**Given passage:**
--- --- ---

Jim Ward, “Daggers”

The debut LP from the At the Drive-In co-founder tussles with indie-pop and boisterous stadium rock.
Reviews
Jim Ward, “Daggers”

The debut LP from the At the Drive-In co-founder tussles with indie-pop and boisterous stadium rock.

Words: Mischa Pearlman

June 18, 2021

Jim Ward
Daggers
DINE ALONE
7/10

Cedric Bixler-Zavala and Omar Rodríguez-López tend to get most of the attention when it comes to all things At the Drive-In. That’s likely because, after the iconic post-hardcore band’s dissolution, the pair went on to form The Mars Volta, and have continued to play together in some capacity ever since. Their reckless stage presence (and voluminous hair styles) probably have something to do with it, too.

Yet Jim Ward—who founded At the Drive-In with Bixler-Zavala in 1994, before Rodríguez-López was a member, but wasn’t part of their most recent reunion—shouldn’t be overlooked. In 2001, he formed the underrated Sparta with former ATD-I members Paul Hinojos and Tony Hajjar, who released their first album in 14 years last year. While he’s nowhere near as prolific as Bixler-Zavala and Rodríguez-López (remarkably, the latter released 23 albums in 2016 and 2017 alone), he’s also put out a number of solo EPs and a couple of records with his alt-country outfit Sleepercar. It’s perhaps surprising, then, that Daggers is Ward’s debut solo full-length.

--- --- ---

**Exercise requirements:**
Repeat the review's passage that begins at the words "June 18, 2021" and stops after the words "with it, too.", substituting "frenetic" for "reckless".

**Data section:**
--- --- ---

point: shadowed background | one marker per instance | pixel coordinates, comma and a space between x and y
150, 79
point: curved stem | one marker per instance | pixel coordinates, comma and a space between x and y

--- --- ---

**Solved problem:**
June 18, 2021

Jim Ward
Daggers
DINE ALONE
7/10

Cedric Bixler-Zavala and Omar Rodríguez-López tend to get most of the attention when it comes to all things At the Drive-In. That’s likely because, after the iconic post-hardcore band’s dissolution, the pair went on to form The Mars Volta, and have continued to play together in some capacity ever since. Their frenetic stage presence (and voluminous hair styles) probably have something to do with it, too.